===== Excerpted text

The Protector: Floor By Floor
This long shot sees the protagonist, Kham (played by legendary martial artist Tony Jaa), the last in a long line of guards that watched over the war elephants of the King of Thailand, face off against a group of thugs while making his way up a hotel lobby.
Originally titled Tom-Yum-Goong, the action and martial arts choreography on display are impressive enough as it is, but it gets more impressive when you consider the limitations presented to director Prachya Pinkaew. The cameras in use meant that the length of the shot was dictated by the length of film reel, demanding multiple takes due to running out of film.
Gravity: The Serenity Of Space
When it was released, Gravity made ripples due to the pure impressive brilliance of its effects, and it’s essentially one-woman-plot. What many forget is the precision of the opening shot. First off, the lead to the shot including some basic scape facts and then a sudden cut in the tension-filled music, because there is no sound in space, is brilliant, but what follows is just good filmmaking.
There’s a lot more character work at play than we can touch on here, but the shot itself sets up the epic scope of the visuals in orbiting the earth, the momentum of the objects that the protagonist is tied to throughout the film, and all end with the introduction of the films main conflict. Director Alfonso Cuarón really knocks it out of the park.
Children Of Men: Long Drive
As long as we’re on the subject of Alfonso Cuarón directed films, we may as well mention Children Of Men, a film made up of long takes all used in different ways. Here, we’re going to list the long take contained within the car as the cast drive between safe zones.

==========
===== Records supplied

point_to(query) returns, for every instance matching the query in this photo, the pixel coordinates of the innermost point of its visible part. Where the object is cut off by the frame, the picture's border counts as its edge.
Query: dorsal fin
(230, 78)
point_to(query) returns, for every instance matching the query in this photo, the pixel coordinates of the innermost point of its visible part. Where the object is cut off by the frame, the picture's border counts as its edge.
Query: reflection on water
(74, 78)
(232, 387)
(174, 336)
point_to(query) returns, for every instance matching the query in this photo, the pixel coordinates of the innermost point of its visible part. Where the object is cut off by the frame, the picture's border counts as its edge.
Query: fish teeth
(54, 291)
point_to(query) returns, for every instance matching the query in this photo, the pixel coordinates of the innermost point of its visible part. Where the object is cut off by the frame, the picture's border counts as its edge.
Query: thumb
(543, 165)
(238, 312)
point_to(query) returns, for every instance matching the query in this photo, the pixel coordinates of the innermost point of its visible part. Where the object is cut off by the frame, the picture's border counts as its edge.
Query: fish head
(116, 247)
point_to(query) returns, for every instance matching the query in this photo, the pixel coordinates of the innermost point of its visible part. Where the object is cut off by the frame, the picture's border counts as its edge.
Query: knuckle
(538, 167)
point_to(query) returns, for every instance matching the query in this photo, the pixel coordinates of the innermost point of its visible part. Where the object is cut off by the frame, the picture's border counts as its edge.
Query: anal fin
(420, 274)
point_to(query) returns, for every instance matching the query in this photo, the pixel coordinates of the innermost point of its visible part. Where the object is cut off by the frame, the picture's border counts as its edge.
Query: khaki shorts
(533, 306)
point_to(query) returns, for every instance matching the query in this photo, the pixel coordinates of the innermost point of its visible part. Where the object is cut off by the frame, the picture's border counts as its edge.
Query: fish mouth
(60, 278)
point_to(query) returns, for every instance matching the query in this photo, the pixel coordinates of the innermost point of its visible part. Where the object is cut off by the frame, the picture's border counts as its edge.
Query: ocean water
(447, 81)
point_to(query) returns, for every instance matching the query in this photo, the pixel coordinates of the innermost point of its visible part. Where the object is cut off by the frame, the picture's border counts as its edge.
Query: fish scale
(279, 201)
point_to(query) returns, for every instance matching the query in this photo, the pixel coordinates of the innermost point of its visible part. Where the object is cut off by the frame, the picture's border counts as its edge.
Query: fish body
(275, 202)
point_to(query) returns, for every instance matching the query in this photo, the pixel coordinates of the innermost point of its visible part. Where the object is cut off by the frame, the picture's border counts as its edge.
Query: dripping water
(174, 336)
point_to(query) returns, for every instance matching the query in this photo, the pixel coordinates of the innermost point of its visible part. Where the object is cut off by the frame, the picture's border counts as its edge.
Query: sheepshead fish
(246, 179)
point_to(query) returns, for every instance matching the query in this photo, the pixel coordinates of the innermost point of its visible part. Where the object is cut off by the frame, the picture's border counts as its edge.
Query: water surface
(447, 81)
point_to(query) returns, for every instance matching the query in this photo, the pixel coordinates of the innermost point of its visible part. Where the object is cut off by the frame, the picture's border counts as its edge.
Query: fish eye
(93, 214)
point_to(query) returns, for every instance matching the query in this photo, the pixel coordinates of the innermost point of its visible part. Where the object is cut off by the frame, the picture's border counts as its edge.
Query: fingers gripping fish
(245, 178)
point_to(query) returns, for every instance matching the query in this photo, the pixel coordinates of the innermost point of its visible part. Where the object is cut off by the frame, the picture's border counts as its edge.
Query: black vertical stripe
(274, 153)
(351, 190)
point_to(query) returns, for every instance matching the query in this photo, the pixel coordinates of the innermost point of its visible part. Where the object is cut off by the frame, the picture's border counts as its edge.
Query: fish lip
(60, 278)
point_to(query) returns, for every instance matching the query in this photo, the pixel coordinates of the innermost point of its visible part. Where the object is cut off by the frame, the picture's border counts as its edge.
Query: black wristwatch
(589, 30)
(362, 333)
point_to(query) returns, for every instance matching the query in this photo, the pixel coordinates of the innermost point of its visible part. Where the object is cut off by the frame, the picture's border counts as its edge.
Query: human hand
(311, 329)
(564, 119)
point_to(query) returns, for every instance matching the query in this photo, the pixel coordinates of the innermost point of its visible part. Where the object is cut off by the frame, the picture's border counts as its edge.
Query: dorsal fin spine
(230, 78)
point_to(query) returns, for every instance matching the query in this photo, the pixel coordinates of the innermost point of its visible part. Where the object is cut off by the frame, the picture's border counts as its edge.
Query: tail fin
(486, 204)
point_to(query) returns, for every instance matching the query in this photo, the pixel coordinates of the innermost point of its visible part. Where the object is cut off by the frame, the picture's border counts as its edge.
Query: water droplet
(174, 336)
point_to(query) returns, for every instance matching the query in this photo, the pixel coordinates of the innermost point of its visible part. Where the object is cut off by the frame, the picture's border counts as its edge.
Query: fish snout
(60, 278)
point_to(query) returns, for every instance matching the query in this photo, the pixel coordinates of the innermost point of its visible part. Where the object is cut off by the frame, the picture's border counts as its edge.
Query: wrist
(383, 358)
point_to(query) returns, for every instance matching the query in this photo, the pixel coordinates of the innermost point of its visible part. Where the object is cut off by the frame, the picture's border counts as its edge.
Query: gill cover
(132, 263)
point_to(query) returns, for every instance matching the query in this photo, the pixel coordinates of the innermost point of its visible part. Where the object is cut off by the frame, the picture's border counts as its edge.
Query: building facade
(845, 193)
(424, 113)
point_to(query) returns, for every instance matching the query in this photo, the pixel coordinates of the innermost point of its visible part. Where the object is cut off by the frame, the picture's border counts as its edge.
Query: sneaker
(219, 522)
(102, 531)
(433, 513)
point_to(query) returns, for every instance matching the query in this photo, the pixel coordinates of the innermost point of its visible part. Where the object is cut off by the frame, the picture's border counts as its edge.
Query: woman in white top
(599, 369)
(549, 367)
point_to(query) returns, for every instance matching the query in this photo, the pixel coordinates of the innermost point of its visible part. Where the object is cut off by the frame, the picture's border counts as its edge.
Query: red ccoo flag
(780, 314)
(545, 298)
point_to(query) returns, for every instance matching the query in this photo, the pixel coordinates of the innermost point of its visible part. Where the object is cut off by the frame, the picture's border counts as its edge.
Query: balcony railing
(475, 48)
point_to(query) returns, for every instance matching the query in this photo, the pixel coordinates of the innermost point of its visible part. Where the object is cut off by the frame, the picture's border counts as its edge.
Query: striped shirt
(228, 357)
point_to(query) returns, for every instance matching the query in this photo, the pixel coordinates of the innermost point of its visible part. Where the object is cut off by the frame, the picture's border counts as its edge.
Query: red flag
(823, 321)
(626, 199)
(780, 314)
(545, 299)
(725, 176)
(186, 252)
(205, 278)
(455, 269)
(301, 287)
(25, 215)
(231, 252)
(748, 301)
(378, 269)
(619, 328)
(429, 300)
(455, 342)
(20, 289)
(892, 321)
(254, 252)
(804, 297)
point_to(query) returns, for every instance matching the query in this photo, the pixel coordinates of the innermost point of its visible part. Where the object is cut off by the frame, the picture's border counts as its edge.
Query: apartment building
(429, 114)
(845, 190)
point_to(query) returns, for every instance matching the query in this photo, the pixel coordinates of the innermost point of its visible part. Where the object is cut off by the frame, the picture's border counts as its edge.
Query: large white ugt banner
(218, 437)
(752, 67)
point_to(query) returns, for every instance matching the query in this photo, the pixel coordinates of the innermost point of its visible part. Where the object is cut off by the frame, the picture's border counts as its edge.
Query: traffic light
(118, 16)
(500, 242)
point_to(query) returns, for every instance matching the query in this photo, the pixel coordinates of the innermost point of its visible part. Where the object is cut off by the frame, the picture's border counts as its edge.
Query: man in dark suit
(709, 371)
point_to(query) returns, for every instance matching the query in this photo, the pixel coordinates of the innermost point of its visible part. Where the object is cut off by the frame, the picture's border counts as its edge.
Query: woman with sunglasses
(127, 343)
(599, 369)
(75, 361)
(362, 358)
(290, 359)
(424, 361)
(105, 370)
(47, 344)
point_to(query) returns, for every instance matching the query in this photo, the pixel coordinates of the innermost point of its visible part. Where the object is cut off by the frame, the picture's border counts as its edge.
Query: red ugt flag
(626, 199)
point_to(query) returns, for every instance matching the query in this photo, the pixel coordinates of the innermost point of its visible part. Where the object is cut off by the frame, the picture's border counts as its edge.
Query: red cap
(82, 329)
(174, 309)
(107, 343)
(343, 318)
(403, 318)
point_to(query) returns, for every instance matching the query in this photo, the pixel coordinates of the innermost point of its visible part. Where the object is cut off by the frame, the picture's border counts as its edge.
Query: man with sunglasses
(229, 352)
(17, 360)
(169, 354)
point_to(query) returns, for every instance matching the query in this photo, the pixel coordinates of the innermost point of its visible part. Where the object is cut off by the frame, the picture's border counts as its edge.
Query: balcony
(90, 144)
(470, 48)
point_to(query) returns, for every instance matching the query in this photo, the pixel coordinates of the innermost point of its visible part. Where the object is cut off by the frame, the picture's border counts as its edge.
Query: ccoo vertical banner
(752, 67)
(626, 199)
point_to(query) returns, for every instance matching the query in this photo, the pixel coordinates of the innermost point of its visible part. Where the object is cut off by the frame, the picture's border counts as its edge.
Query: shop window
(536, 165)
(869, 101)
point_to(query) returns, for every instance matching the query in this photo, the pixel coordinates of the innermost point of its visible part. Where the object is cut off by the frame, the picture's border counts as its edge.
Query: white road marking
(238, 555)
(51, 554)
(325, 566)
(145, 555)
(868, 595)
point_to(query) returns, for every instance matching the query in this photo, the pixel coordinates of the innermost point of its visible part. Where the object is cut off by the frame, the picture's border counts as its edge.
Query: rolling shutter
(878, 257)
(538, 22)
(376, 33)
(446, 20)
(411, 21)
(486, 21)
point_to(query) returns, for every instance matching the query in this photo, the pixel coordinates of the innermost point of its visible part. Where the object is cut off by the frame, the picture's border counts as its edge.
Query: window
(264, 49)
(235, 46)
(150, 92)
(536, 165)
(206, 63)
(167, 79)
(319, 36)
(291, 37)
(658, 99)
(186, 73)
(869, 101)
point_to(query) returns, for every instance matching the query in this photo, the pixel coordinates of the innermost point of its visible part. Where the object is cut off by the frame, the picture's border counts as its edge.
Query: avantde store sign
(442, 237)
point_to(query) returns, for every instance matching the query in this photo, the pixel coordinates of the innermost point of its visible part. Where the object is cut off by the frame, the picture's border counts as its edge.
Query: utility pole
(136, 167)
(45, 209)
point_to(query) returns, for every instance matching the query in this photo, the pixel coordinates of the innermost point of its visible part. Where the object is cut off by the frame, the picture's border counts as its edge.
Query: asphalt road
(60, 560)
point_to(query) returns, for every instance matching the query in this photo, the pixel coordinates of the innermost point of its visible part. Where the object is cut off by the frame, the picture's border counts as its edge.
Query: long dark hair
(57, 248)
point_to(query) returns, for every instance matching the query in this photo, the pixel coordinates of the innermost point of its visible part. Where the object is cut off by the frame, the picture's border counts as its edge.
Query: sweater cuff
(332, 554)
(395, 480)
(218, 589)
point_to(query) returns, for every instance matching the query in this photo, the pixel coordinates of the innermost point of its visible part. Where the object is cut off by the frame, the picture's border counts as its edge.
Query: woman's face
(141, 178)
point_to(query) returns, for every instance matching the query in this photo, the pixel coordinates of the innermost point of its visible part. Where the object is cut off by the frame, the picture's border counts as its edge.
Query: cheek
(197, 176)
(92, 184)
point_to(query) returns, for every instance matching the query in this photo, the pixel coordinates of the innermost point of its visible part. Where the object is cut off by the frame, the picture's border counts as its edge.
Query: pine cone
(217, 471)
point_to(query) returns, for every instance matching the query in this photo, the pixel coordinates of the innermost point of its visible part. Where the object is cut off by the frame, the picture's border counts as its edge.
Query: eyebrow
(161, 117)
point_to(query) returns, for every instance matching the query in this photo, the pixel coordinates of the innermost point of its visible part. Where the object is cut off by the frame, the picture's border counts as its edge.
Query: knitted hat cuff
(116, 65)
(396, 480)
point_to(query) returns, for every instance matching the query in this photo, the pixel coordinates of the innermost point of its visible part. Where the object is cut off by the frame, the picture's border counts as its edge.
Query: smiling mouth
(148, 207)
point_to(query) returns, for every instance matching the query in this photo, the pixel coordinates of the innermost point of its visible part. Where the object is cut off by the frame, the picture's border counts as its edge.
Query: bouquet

==========

• **List of tasks**:
1. Copy the part of the long-takes article that begins at the words "There’s a lot" and stops after "of the park.".
2. Say whether each statement agrees with the long-takes article, answering yes or no and quoting the deciding words: (a) The Protector was originally titled Tom-Yum-Goong. (b) Children Of Men and Gravity had different directors. (c) The length of the shot in The Protector was dictated by the length of the film reel.

• **List of answers**:
1.
There’s a lot more character work at play than we can touch on here, but the shot itself sets up the epic scope of the visuals in orbiting the earth, the momentum of the objects that the protagonist is tied to throughout the film, and all end with the introduction of the films main conflict. Director Alfonso Cuarón really knocks it out of the park.

2.
(a) Yes: "Originally titled Tom-Yum-Goong"
(b) No: "As long as we’re on the subject of Alfonso Cuarón directed films, we may as well mention Children Of Men"
(c) Yes: "the length of the shot was dictated by the length of film reel"